## [Task statement]
Reprint all entries without any alteration.

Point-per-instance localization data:

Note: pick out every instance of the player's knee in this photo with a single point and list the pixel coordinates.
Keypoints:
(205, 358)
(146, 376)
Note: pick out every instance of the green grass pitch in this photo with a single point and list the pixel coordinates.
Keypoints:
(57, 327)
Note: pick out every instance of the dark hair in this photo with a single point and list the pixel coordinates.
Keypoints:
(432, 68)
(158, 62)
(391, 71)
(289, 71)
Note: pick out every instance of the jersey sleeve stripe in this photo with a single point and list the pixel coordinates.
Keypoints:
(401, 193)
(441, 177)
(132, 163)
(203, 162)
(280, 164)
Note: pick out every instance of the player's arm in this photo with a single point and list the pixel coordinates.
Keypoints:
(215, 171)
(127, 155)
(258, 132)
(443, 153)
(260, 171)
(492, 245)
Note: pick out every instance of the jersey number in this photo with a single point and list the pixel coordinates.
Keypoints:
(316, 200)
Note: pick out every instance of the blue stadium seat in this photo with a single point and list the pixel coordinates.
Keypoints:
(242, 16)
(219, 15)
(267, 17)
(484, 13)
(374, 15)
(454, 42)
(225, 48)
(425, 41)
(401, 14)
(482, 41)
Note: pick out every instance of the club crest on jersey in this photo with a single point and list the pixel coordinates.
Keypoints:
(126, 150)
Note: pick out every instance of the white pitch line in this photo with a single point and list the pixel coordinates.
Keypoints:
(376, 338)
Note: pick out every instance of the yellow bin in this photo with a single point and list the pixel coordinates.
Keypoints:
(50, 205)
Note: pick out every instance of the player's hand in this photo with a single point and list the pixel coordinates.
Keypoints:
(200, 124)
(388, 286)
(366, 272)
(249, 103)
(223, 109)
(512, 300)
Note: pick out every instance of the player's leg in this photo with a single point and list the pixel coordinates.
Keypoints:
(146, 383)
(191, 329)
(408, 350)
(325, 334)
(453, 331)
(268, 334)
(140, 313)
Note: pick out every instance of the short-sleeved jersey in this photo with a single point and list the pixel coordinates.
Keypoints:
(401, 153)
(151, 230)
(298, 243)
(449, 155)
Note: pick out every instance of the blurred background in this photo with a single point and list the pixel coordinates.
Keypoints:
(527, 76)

## [Completed exercise]
Note: pick out every instance of the player's knee in this photo with a single point and list the pixel coordinates.
Keypoints:
(205, 358)
(146, 376)
Note: pick out every instance of the green grass pitch in this photo with a single point and list the pixel coordinates.
Keypoints:
(57, 327)
Note: pick out every instance of the dark hair in this photo with a single point and list the pixel coordinates.
Keypoints:
(432, 68)
(158, 62)
(391, 71)
(289, 71)
Note: pick out every instance of the jersey sleeve stripe in this photo with a single point and list the pixel coordinates.
Keypoints:
(401, 193)
(441, 177)
(132, 163)
(203, 162)
(280, 164)
Note: pick out every instance of the player's arm in this photo with a single point and list the pixel coordinates.
Keypoints:
(215, 171)
(127, 155)
(258, 132)
(443, 153)
(260, 171)
(492, 245)
Note: pick out every instance of the jersey number in this photo with a single point and list the pixel coordinates.
Keypoints:
(316, 200)
Note: pick out every instance of the blue stadium seat in this photo with a single point and list the pixel coordinates.
Keypoints:
(242, 16)
(219, 15)
(267, 17)
(484, 13)
(374, 15)
(454, 42)
(225, 48)
(425, 41)
(401, 14)
(482, 41)
Note: pick out every instance of the club crest on jersey in this photo with a single point and list the pixel coordinates.
Keypoints:
(126, 150)
Note: pick out every instance of the white pitch line in this photo with a single point and list the pixel coordinates.
Keypoints:
(376, 338)
Note: pick out every instance of the yellow bin in this photo with a single point and list the pixel coordinates.
Keypoints:
(50, 205)
Note: pick out every instance of the player's hand in this photo with a single point and list the pixel coordinates.
Keypoints:
(200, 124)
(388, 286)
(366, 272)
(249, 103)
(223, 109)
(512, 300)
Note: pick out every instance of the player's leg in this photo with a single point and list the pixel coordinates.
Keypoints:
(146, 383)
(191, 329)
(408, 350)
(325, 334)
(453, 331)
(268, 334)
(140, 313)
Note: pick out every instance of the short-sleeved jersey in this photo with a single point and list the pixel coordinates.
Keypoints:
(401, 153)
(151, 230)
(298, 243)
(449, 155)
Note: pick out every instance of the blurred background in this photo with a single point and list the pixel coordinates.
Keypoints:
(527, 76)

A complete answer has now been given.